■ **EXERCISE DETAILS**:
Extract each line of the data below exactly as written.

■ **Records from a data source**:
/---

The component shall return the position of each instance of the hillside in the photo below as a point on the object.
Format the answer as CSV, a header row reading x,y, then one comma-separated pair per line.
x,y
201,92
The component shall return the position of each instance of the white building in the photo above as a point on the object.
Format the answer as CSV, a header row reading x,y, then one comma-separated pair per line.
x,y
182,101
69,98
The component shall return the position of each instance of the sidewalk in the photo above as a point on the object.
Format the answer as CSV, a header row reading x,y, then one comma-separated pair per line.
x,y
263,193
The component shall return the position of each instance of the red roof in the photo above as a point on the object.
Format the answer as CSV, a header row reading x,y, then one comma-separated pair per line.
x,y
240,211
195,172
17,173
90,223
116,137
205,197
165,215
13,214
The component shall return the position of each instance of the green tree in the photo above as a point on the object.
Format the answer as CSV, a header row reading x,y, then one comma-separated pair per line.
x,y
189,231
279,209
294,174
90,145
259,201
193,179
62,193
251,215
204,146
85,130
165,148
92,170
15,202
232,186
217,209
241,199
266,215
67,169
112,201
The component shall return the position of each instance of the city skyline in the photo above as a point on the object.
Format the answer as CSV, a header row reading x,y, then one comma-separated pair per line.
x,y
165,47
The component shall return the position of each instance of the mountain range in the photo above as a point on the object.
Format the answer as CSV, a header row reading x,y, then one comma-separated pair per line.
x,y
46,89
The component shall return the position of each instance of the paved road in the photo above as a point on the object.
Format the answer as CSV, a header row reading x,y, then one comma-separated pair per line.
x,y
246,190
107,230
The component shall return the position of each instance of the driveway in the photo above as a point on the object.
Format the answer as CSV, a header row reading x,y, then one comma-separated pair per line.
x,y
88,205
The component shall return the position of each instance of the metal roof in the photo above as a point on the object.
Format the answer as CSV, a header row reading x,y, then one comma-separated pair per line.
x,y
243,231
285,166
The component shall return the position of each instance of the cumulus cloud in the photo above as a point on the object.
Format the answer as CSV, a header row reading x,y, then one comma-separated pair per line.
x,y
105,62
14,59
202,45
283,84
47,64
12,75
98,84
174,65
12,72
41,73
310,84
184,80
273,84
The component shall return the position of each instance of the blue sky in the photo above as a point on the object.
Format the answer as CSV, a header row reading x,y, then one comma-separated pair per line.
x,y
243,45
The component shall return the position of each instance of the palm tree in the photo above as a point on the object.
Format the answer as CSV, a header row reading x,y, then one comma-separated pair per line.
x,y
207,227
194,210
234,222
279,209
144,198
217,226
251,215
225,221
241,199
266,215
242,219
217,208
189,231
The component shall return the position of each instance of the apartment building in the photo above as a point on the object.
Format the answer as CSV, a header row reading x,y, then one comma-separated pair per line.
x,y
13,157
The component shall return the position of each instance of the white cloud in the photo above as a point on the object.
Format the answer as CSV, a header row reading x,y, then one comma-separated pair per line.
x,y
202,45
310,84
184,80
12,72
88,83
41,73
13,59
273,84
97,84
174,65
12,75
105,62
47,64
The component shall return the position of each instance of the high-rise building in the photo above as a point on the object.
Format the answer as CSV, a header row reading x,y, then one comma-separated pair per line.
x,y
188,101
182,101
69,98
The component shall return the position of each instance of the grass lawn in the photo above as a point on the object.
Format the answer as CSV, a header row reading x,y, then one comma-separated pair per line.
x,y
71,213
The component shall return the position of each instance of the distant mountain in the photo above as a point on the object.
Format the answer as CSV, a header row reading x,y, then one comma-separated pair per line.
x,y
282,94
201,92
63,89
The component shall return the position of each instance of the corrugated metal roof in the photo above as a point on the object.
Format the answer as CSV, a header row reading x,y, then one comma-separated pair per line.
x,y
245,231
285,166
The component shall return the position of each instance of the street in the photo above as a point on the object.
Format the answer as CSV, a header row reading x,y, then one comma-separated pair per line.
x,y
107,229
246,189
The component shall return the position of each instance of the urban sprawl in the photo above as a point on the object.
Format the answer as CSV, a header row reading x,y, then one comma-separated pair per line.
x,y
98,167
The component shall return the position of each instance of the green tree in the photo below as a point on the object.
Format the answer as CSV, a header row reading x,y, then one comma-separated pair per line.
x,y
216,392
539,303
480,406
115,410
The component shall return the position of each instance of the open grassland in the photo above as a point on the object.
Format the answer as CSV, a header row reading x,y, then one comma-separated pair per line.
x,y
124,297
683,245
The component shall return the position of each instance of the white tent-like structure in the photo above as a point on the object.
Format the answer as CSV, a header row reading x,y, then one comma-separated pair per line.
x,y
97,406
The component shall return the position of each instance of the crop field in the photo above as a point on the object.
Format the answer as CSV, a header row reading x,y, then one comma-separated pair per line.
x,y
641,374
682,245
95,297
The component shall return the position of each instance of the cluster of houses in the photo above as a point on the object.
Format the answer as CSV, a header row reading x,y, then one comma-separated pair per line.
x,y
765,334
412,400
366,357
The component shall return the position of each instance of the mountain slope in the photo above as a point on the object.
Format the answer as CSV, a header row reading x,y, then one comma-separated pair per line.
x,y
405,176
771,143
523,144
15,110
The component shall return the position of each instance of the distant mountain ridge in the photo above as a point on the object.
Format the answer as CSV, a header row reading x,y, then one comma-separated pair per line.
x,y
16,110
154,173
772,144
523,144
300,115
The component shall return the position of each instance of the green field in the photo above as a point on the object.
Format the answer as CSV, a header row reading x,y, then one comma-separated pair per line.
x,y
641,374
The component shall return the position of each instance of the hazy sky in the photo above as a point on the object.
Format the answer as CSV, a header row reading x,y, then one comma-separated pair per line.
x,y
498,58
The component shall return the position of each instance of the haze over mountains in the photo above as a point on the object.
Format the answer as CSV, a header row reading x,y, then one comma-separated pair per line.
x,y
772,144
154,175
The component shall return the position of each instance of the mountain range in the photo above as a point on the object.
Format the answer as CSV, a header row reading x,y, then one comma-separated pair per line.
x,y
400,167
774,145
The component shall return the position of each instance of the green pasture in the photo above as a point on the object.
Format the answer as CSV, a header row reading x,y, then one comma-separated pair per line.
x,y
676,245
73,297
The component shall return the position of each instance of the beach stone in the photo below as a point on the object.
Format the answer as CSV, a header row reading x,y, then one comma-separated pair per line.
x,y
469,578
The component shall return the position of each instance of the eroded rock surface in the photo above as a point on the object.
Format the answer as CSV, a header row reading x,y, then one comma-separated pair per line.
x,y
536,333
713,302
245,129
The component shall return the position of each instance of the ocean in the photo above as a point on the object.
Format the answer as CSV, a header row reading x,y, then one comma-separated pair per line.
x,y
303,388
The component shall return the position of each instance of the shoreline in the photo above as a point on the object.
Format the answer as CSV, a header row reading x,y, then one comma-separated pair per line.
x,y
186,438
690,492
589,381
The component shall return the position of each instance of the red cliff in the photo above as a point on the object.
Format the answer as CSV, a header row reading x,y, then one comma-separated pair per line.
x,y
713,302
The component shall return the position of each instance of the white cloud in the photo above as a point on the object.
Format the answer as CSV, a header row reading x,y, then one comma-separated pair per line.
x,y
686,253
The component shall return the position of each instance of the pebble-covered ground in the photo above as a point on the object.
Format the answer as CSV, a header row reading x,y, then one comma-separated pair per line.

\---

■ **RESULT OF THE TASK**:
The component shall return the position of each instance of the hillside in the photo below as a point on the object.
Format the answer as CSV, a header row reading x,y, then one comma-separated pair per line.
x,y
201,92
The component shall return the position of each instance of the white building in the photo above as a point on the object.
Format the answer as CSV, a header row reading x,y, then one comma-separated pair per line.
x,y
182,101
69,98
The component shall return the position of each instance of the sidewalk in the photo above as a point on the object.
Format the answer as CSV, a header row reading x,y, then one comma-separated pair per line.
x,y
263,193
The component shall return the position of each instance of the red roof in the photo above as a point on the object.
Format the answer as CSV, a header row reading x,y, then one comma-separated pair per line.
x,y
240,211
195,172
17,173
90,223
116,137
205,197
165,215
13,214
The component shall return the position of each instance of the green tree in the photo above as a point on the object.
Format the answer as CSV, a header row reading x,y, then one comma-separated pair per line.
x,y
189,231
279,209
294,174
90,145
259,201
193,179
62,193
251,215
204,146
85,130
165,148
92,170
15,202
232,186
217,209
241,199
266,215
67,169
112,201
The component shall return the position of each instance of the city skyline in the photo above as a point on the object.
Format the answer as CSV, a header row reading x,y, then one comma-separated pair per line.
x,y
165,47
The component shall return the position of each instance of the mountain range in the photo above as a point on the object.
Format the answer as CSV, a header row reading x,y, then one comma-separated pair per line.
x,y
46,89
The component shall return the position of each instance of the paved road in the photo above as a point on the object.
Format the answer as CSV, a header row reading x,y, then one comma-separated pair per line.
x,y
246,190
107,230
The component shall return the position of each instance of the driveway in the photo above as a point on the object.
Format the answer as CSV, a header row reading x,y, then one comma-separated pair per line.
x,y
88,205
The component shall return the position of each instance of the metal roof in the photo above as a point on the object.
Format the answer as CSV, a header row reading x,y, then one comma-separated pair per line.
x,y
243,231
285,166
The component shall return the position of each instance of the cumulus cloud in the photo above as a point on the object.
Format the answer as CSV, a header row reading x,y, then one comma-separated pair per line.
x,y
105,62
14,59
202,45
283,84
47,64
12,75
98,84
174,65
12,72
41,73
310,84
184,80
273,84
The component shall return the position of each instance of the blue sky in the photo above as a point on the object.
Format the answer as CSV, a header row reading x,y, then one comma-separated pair per line.
x,y
243,45
The component shall return the position of each instance of the palm tree in the photo above as a point on the object.
Format the answer as CSV, a header row reading x,y, then one comma-separated pair per line.
x,y
207,227
194,210
234,222
279,209
144,198
217,226
251,215
225,221
241,199
266,215
242,219
217,208
189,231
The component shall return the position of each instance of the apartment building in the photo above as a point on the object.
Format the answer as CSV, a header row reading x,y, then one comma-separated pair per line.
x,y
13,157
The component shall return the position of each instance of the white cloud in the photo above as a point on the object.
Format the answer as CSV, a header row reading x,y, then one comma-separated pair per line.
x,y
202,45
310,84
184,80
12,72
88,83
41,73
13,59
273,84
97,84
174,65
12,75
105,62
47,64
The component shall return the position of each instance of the high-rise building in the photo above as a point on the object.
Format the answer as CSV, a header row reading x,y, then one comma-separated pair per line.
x,y
188,101
182,101
69,98
The component shall return the position of each instance of the grass lawn in the photo above as a point on the object.
Format the answer as CSV, a header row reading x,y, then one comma-separated pair per line.
x,y
71,213
The component shall return the position of each instance of the distant mountain in the photo above as a point on the object.
Format the answer as CSV, a header row reading x,y, then one comma-separated pair per line.
x,y
282,94
201,92
63,89
The component shall return the position of each instance of the corrugated metal roof in the photo above as a point on the object.
Format the answer as CSV, a header row reading x,y, then one comma-separated pair per line.
x,y
245,231
285,166
The component shall return the position of each instance of the street in the photo above as a point on the object.
Format the answer as CSV, a header row reading x,y, then one comma-separated pair per line.
x,y
107,229
246,189
The component shall return the position of each instance of the urban sprawl in the photo above as a point on the object.
Format the answer as CSV, a header row reading x,y, then one comma-separated pair per line.
x,y
98,167
The component shall return the position of each instance of the green tree in the photo below as a point on the object.
Format the answer as CSV, a header row reading x,y, then one comma-separated pair per line.
x,y
216,392
539,303
480,406
115,410
The component shall return the position of each instance of the open grassland in the photo above as a point on the object.
Format the answer as CSV, a header row reading x,y, then one comma-separated pair per line.
x,y
124,297
683,245
The component shall return the position of each instance of the white tent-like structure in the photo above as a point on the object.
Format the answer as CSV, a header row reading x,y, then one comma-separated pair per line.
x,y
97,406
The component shall return the position of each instance of the crop field in the photo above as a point on the object.
Format the answer as CSV, a header row reading x,y, then one comma-separated pair per line.
x,y
641,374
682,245
95,297
The component shall return the position of each instance of the cluster of houses in the photo above as a point on the object.
Format the answer as CSV, a header row reading x,y, then one comma-separated pair per line.
x,y
765,334
412,400
366,357
The component shall return the position of each instance of the mountain slope in the photo above as a point on the object.
Format the answer as CSV, a header row reading x,y, then one comma-separated pair per line.
x,y
405,176
771,143
523,144
15,110
The component shall return the position of each instance of the distant mountain ridge in the photo above as a point on the object.
Format the answer as CSV, a header row reading x,y, then one comma-separated pair per line.
x,y
16,110
154,173
772,144
523,144
300,115
The component shall return the position of each instance of the green field in the photo above as a point on the object.
Format the answer as CSV, a header row reading x,y, then one comma-separated pair per line.
x,y
641,374
The component shall return the position of each instance of the hazy sky in the photo above as a point on the object.
Format the answer as CSV, a header row reading x,y, then one comma-separated pair per line.
x,y
498,58
The component shall return the position of each instance of the haze over mountains in the photo above as a point on the object.
Format the answer as CSV, a header row reading x,y, then one comma-separated pair per line.
x,y
772,144
154,175
The component shall return the position of each instance of the mountain range in the photo above as a point on the object.
Format the answer as CSV, a header row reading x,y, then one comma-separated pair per line.
x,y
400,167
774,145
The component shall return the position of each instance of the green pasture in the photo above as a point on the object.
Format the answer as CSV, a header row reading x,y, then one comma-separated pair per line.
x,y
676,245
73,297
The component shall return the position of each instance of the beach stone in the photo below as a point on the object.
Format the answer as CSV, a header row reading x,y, then one comma-separated pair per line.
x,y
469,578
The component shall return the position of each instance of the eroded rock surface in the photo above as a point on the object.
Format the answer as CSV, a header row reading x,y, then one comma-separated pair per line.
x,y
536,333
713,302
245,129
The component shall return the position of each instance of the ocean in the photo above as a point on the object.
Format the answer as CSV, a header row reading x,y, then one comma-separated pair per line.
x,y
303,388
The component shall return the position of each instance of the shoreline in the photo above as a point on the object.
Format the answer as CSV, a header row reading x,y, then one comma-separated pair per line.
x,y
186,438
690,492
589,381
The component shall return the position of each instance of the red cliff in the photo above as a point on the object.
Format the answer as CSV, a header row reading x,y, then one comma-separated pair per line.
x,y
713,302
The component shall return the position of each instance of the white cloud in the photo above as a point on the object.
Format the answer as CSV, a header row reading x,y, then one comma-separated pair per line.
x,y
686,253
The component shall return the position of each instance of the pebble-covered ground in the photo above as a point on the object.
Format the answer as CSV, a header row reading x,y, then one comma-separated pair per line.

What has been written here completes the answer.